Records drawn from a dataset

□ □ □ □ □ □ □

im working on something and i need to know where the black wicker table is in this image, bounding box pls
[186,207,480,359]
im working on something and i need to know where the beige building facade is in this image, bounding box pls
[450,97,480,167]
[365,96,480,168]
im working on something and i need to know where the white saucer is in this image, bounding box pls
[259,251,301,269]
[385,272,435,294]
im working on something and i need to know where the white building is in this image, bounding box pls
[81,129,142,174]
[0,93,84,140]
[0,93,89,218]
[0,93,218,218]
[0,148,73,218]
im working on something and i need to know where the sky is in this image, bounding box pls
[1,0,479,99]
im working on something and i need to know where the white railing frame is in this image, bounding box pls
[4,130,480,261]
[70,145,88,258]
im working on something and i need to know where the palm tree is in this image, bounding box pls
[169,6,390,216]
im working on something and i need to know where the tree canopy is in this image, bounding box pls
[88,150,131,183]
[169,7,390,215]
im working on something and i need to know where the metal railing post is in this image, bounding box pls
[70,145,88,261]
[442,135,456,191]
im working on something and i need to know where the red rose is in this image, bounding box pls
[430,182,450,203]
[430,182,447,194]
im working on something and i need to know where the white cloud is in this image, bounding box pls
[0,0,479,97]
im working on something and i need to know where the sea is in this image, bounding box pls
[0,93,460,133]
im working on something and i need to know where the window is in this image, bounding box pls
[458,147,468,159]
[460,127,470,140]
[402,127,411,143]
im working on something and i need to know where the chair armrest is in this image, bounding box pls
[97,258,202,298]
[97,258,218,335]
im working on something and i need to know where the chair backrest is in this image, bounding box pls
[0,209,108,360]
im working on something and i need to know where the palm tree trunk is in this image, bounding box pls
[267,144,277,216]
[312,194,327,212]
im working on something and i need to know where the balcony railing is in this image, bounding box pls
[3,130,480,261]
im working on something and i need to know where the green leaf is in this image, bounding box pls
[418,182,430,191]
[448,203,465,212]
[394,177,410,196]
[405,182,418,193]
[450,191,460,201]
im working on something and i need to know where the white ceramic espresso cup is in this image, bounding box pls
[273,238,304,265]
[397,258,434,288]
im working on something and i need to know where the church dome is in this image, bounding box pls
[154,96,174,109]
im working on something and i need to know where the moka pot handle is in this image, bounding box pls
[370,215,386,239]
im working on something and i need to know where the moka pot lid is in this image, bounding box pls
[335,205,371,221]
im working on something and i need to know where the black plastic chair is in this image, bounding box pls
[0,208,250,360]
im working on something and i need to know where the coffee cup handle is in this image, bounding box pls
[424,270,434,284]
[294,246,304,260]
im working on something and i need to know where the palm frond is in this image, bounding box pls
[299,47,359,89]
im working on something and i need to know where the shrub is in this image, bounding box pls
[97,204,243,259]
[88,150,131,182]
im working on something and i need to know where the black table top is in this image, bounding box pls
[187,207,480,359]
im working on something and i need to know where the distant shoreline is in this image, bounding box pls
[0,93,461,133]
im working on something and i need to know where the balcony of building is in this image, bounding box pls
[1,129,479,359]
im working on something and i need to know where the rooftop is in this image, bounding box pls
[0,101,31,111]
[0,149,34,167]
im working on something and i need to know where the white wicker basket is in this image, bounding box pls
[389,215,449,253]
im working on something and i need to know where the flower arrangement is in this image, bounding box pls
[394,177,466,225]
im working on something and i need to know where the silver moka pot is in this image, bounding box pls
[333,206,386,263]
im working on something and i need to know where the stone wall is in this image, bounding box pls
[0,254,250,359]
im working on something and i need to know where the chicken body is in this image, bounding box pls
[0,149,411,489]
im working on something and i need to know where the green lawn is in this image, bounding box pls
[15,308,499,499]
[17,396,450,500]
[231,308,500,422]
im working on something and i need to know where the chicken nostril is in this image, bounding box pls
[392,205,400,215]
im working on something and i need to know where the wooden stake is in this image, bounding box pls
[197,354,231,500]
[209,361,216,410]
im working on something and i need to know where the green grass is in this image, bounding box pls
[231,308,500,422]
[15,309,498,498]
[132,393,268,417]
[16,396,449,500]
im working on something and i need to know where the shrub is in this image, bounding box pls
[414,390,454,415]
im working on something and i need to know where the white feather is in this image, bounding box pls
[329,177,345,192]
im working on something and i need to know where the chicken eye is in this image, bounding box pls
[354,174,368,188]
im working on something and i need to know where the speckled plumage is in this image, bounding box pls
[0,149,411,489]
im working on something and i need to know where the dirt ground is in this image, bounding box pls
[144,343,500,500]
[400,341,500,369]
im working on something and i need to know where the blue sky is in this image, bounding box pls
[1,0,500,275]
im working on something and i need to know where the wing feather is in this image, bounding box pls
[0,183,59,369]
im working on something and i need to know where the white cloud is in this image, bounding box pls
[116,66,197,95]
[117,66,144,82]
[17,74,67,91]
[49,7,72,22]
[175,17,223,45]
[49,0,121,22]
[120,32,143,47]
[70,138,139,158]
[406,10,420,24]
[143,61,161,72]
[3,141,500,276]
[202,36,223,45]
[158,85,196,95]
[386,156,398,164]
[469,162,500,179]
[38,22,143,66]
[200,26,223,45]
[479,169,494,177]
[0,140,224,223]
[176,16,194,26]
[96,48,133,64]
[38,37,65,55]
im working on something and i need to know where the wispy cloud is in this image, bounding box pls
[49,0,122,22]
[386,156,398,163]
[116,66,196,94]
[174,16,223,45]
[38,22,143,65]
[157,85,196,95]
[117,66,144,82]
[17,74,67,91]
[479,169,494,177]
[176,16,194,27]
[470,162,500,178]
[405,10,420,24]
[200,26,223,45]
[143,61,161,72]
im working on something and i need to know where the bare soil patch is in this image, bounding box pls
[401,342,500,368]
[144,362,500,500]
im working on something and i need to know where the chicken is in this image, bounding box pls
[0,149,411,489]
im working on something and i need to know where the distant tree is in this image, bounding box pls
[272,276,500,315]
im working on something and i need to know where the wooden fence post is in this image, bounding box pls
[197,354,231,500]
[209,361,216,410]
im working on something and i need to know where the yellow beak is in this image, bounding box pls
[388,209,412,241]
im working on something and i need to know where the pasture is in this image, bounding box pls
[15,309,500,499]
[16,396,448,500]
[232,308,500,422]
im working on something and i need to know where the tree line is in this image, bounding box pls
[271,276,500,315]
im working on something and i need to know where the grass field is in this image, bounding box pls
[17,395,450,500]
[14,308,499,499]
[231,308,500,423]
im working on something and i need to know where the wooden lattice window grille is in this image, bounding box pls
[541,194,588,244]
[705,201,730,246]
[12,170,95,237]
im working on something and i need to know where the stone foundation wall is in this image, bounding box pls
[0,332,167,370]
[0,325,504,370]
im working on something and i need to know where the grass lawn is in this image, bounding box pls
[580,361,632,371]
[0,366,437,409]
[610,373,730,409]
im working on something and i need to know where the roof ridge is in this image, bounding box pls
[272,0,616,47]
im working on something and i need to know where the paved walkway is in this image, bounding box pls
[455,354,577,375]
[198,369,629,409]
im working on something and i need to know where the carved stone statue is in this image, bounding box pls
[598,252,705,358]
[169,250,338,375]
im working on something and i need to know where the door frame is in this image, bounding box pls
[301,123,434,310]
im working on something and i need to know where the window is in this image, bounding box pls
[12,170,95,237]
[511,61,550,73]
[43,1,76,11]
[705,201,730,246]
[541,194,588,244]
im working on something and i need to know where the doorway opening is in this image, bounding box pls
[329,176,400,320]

□ □ □ □ □ □ □

Please retype all of the records above exactly as they are.

im working on something and i need to know where the black wicker table is in this image, bounding box pls
[186,207,480,359]
im working on something and i need to know where the beige building facade is in this image, bounding box pls
[450,97,480,167]
[365,96,480,168]
im working on something and i need to know where the white saucer is in this image, bounding box pls
[259,251,301,269]
[385,272,435,294]
im working on something and i need to know where the white building is in this image, bounding box pls
[81,129,142,174]
[0,93,84,140]
[0,93,89,218]
[0,93,218,218]
[0,148,73,218]
im working on something and i need to know where the sky is in this image, bounding box pls
[1,0,479,99]
im working on something and i need to know where the white railing frame is in this image, bounding box pls
[4,130,480,261]
[70,145,88,258]
im working on something and i need to know where the palm tree is in this image, bounding box pls
[169,6,390,216]
im working on something and i need to know where the tree canopy is in this image, bounding box pls
[88,150,131,183]
[169,7,390,215]
im working on something and i need to know where the metal railing post is in this image, bounding box pls
[70,145,88,261]
[442,135,456,191]
im working on something and i need to know where the red rose is in this image, bounding box pls
[430,182,450,203]
[430,182,447,194]
im working on something and i need to know where the white cloud is in this image, bounding box pls
[0,0,479,97]
im working on something and i need to know where the sea is in this image, bounding box pls
[0,93,460,133]
im working on something and i need to know where the window is in this image, bounding box pls
[458,147,468,159]
[460,127,470,140]
[402,127,411,143]
im working on something and i need to know where the chair armrest is in this image, bounding box pls
[97,258,202,298]
[97,258,218,335]
im working on something and i need to know where the chair backrest is in this image, bounding box pls
[0,209,108,360]
im working on something and i need to know where the palm tree trunk is in this image, bounding box pls
[267,144,277,216]
[312,194,327,212]
im working on something and i need to know where the balcony railing is in this image, bounding box pls
[3,130,480,261]
im working on something and i need to know where the green leaf is in this image, bounding box pls
[418,182,430,191]
[448,203,465,212]
[394,177,410,196]
[405,182,418,193]
[450,191,460,201]
im working on something and i need to know where the white ceramic espresso cup is in this image, bounding box pls
[273,238,304,265]
[397,258,434,288]
im working on something and i need to know where the church dome is in this image, bounding box pls
[154,96,174,109]
im working on something and i need to know where the moka pot handle is in this image, bounding box pls
[370,215,386,239]
im working on something and i need to know where the moka pot lid is in this image, bounding box pls
[335,205,371,221]
im working on something and i need to know where the black plastic chair is in this image, bounding box pls
[0,208,250,360]
im working on something and i need to know where the coffee cup handle is in this image, bounding box pls
[424,270,434,284]
[294,246,304,260]
im working on something and i need to know where the palm frond is in this image, bounding box pls
[299,47,359,89]
im working on something and i need to know where the shrub is in this image, bounding box pls
[97,204,243,259]
[88,150,131,182]
im working on something and i need to know where the black table top is in this image, bounding box pls
[187,207,480,359]
im working on something and i need to know where the distant shoreline is in this image, bounding box pls
[0,93,461,133]
im working on something and i need to know where the balcony of building is in this image, bounding box pls
[1,129,479,359]
im working on something and i need to know where the rooftop is in this image, bounding box pls
[0,101,31,111]
[0,149,34,167]
im working on something and i need to know where the white wicker basket is in this image, bounding box pls
[389,215,449,253]
im working on something and i need to know where the flower arrangement is in this image, bounding box pls
[394,177,466,225]
im working on something and i need to know where the silver moka pot is in this image, bounding box pls
[333,206,386,263]
im working on something and i need to know where the stone wall is in this image, bounding box pls
[0,254,250,359]
im working on something and i need to know where the chicken body is in this image, bounding box pls
[0,149,411,489]
im working on something and i need to know where the green lawn is in this image, bounding box pls
[15,308,499,499]
[17,396,450,500]
[231,308,500,422]
im working on something and i need to know where the chicken nostril is in this image, bounding box pls
[392,205,400,215]
im working on something and i need to know where the wooden stake is in this image, bounding box pls
[197,354,231,500]
[209,361,216,410]
im working on something and i need to know where the green grass is in this image, bounding box pls
[231,308,500,422]
[15,309,498,498]
[132,393,268,417]
[16,396,449,500]
im working on something and i need to know where the shrub is in this image, bounding box pls
[414,390,454,415]
im working on something and i need to know where the white feather is in this image, bounding box pls
[329,177,345,192]
im working on something and i need to know where the chicken eye is in this image, bounding box pls
[354,174,368,188]
im working on something and i need to know where the speckled plumage is in this image, bounding box pls
[0,149,411,489]
im working on something and i need to know where the dirt ground is in this image, bounding box pls
[144,343,500,500]
[400,341,500,369]
im working on something and i need to know where the blue sky is in this image, bounding box pls
[1,0,500,275]
im working on something and i need to know where the wing feather is in this image, bounding box pls
[0,183,59,369]
im working on something and i need to know where the white cloud is in this image, bounding box pls
[116,66,197,95]
[117,66,144,82]
[17,74,67,91]
[49,7,72,22]
[175,17,223,45]
[49,0,121,22]
[120,32,143,47]
[70,138,139,158]
[406,10,420,24]
[143,61,161,72]
[3,141,500,276]
[202,36,223,45]
[158,85,196,95]
[386,156,398,164]
[469,162,500,179]
[38,22,143,66]
[200,26,223,45]
[479,169,494,177]
[0,140,224,223]
[176,16,194,26]
[96,48,133,64]
[38,37,65,55]
im working on something and i need to know where the wispy cloud is in this image, bounding box pls
[49,0,122,22]
[386,156,398,163]
[116,66,196,94]
[174,16,223,45]
[38,22,143,65]
[157,85,196,95]
[117,66,144,82]
[17,74,67,91]
[479,169,494,177]
[176,16,194,27]
[470,162,500,178]
[405,10,420,24]
[200,26,223,45]
[143,61,161,72]
im working on something and i need to know where the bare soil patch is in this image, bounding box pls
[401,342,500,368]
[144,362,500,500]
im working on something and i need to know where the chicken is in this image, bounding box pls
[0,149,411,489]
im working on something and i need to know where the distant tree is in this image, bounding box pls
[272,276,500,315]
im working on something and i need to know where the wooden fence post is in this image, bounding box pls
[197,354,231,500]
[209,361,216,410]
im working on something and i need to know where the yellow beak is in this image, bounding box pls
[388,209,412,241]
im working on something and i need to know where the pasture is in this image, bounding box pls
[15,309,500,499]
[16,396,448,500]
[232,308,500,422]
im working on something and i need to know where the tree line is in this image, bounding box pls
[271,276,500,315]
im working on something and i need to know where the grass field is in this image, bounding box pls
[17,395,450,500]
[14,308,499,499]
[231,308,500,423]
im working on something and i need to know where the wooden lattice window grille is in this image, bounding box pls
[541,194,588,244]
[705,201,730,246]
[12,170,95,237]
im working on something and i need to know where the stone foundation wall is in this image, bounding box pls
[0,332,167,370]
[0,325,504,370]
im working on something and i need to know where the grass lawn is in this image, bounding box pls
[580,361,632,371]
[0,366,437,409]
[610,373,730,409]
im working on something and i need to know where the roof ridge is in this image, bounding box pls
[272,0,616,47]
im working on something and i need to know where the paved walkway is in this image, bounding box pls
[455,354,577,375]
[198,369,629,409]
im working on something and i need to know where the carved stone statue is in this image, bounding box pls
[598,252,705,358]
[169,250,338,375]
im working on something and i need to know where the door frame is in this image, bounding box pls
[301,123,434,310]
im working on something and i need to know where the window is in this image, bounding box pls
[12,170,95,237]
[511,61,550,73]
[43,1,76,11]
[705,201,730,246]
[541,194,588,244]
im working on something and i need to know where the doorway opening is in this image, bounding box pls
[329,176,400,320]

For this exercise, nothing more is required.